## begin Dataset excerpts

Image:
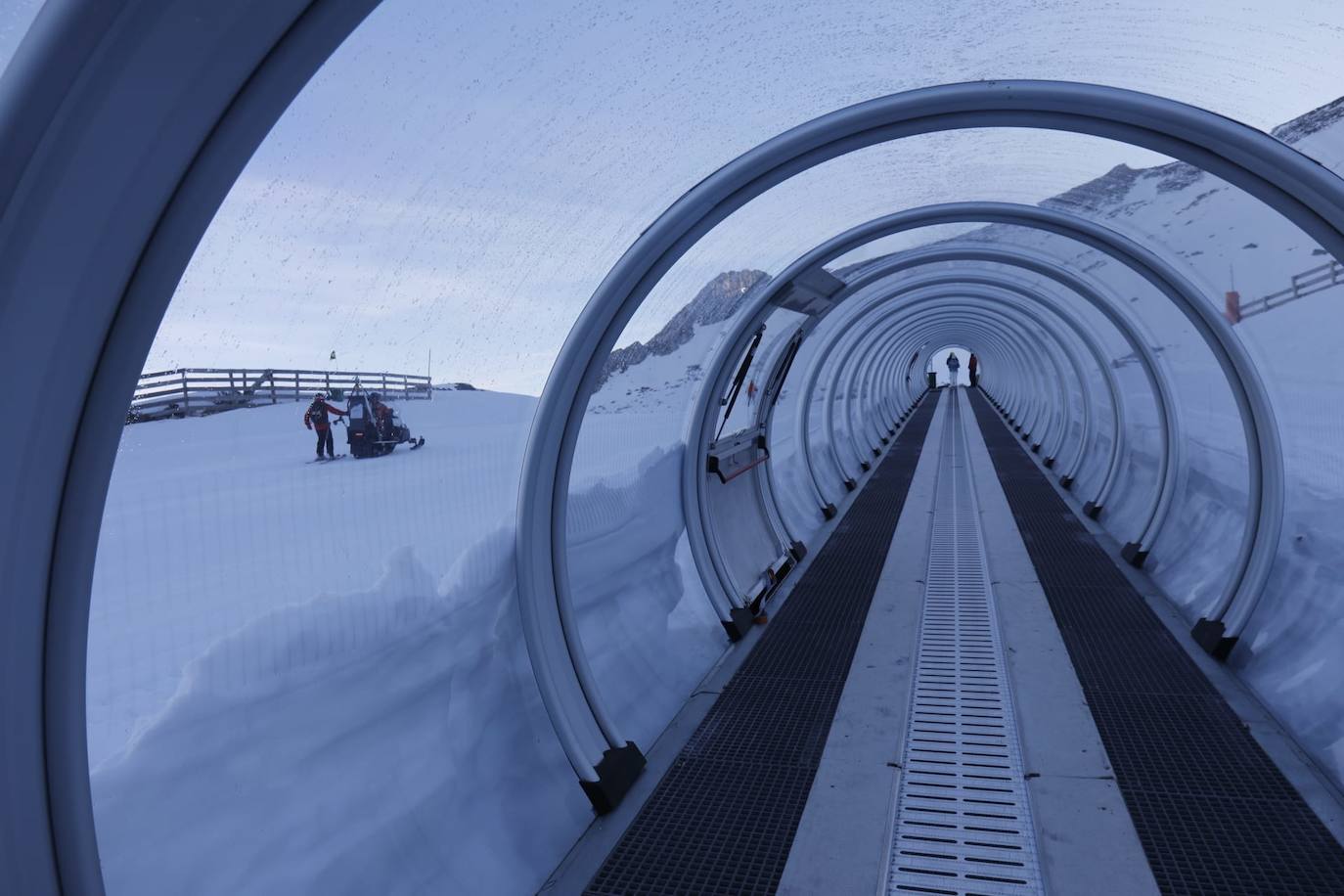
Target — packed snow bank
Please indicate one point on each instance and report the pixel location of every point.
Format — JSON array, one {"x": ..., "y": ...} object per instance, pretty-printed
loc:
[
  {"x": 214, "y": 521},
  {"x": 387, "y": 740},
  {"x": 391, "y": 739}
]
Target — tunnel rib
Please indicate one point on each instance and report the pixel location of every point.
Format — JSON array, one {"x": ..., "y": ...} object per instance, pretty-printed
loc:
[
  {"x": 725, "y": 816},
  {"x": 1213, "y": 812}
]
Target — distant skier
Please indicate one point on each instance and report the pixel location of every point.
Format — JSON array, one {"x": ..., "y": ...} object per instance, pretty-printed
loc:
[
  {"x": 316, "y": 418},
  {"x": 381, "y": 416}
]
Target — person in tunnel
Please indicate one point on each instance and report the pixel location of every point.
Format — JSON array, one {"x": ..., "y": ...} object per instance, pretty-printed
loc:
[{"x": 317, "y": 418}]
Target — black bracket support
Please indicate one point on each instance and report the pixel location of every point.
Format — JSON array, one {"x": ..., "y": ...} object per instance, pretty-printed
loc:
[
  {"x": 615, "y": 776},
  {"x": 1208, "y": 634},
  {"x": 739, "y": 623},
  {"x": 1133, "y": 554}
]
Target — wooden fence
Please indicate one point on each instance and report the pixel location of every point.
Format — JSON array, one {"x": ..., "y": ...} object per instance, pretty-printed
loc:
[
  {"x": 197, "y": 391},
  {"x": 1305, "y": 284}
]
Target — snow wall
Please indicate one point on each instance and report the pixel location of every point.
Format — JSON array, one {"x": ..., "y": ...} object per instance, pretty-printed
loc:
[{"x": 312, "y": 679}]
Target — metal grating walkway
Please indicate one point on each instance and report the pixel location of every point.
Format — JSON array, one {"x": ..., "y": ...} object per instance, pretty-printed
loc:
[
  {"x": 963, "y": 821},
  {"x": 725, "y": 814},
  {"x": 1213, "y": 812}
]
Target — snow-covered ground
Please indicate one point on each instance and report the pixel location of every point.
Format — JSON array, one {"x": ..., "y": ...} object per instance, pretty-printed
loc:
[{"x": 309, "y": 677}]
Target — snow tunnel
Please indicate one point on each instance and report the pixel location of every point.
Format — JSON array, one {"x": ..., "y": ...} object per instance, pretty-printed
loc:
[{"x": 672, "y": 567}]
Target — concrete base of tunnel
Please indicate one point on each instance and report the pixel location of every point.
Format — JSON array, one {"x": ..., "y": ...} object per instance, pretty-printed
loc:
[{"x": 1081, "y": 805}]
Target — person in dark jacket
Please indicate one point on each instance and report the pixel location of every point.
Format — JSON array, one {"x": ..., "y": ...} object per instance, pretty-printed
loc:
[{"x": 317, "y": 418}]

## end Dataset excerpts

### Task requirements:
Rewrite the entries from the line containing "Target — metal grating walkway" through the last line, with "Please indicate" changed to "Please mark" and nothing else altered.

### Answer to the task:
Target — metal grating walkway
Please mark one point on each instance and report the pixel location of every point.
Format — JSON array, one {"x": ..., "y": ...} object per instance, pretty-printed
loc:
[
  {"x": 963, "y": 821},
  {"x": 725, "y": 814},
  {"x": 1213, "y": 812}
]
Target — snow-covered ground
Please mark one point on each instance and report the pixel location of every point.
Format — JSON array, one {"x": ..., "y": ...} object per instance, pretty-printed
loc:
[{"x": 309, "y": 677}]
Target — snow tunnel
Please mark one point on each instance and report the pixel location of every point.
Format — JSON array, one {"x": ..., "y": ...} object per instance, pretty-printed
loc:
[{"x": 672, "y": 567}]
Target — concrete base of tunnel
Please mark one point on each instance and report the pixel location of every point.
Format — JSON array, one {"x": ..., "y": ...} object per instance, pretty-printed
loc:
[{"x": 1081, "y": 805}]
Target — person in dark jacket
Please mark one point on each instance and report the pixel location of every point.
Format — JSON array, one {"x": ..., "y": ...} object per instance, pretty-printed
loc:
[{"x": 317, "y": 418}]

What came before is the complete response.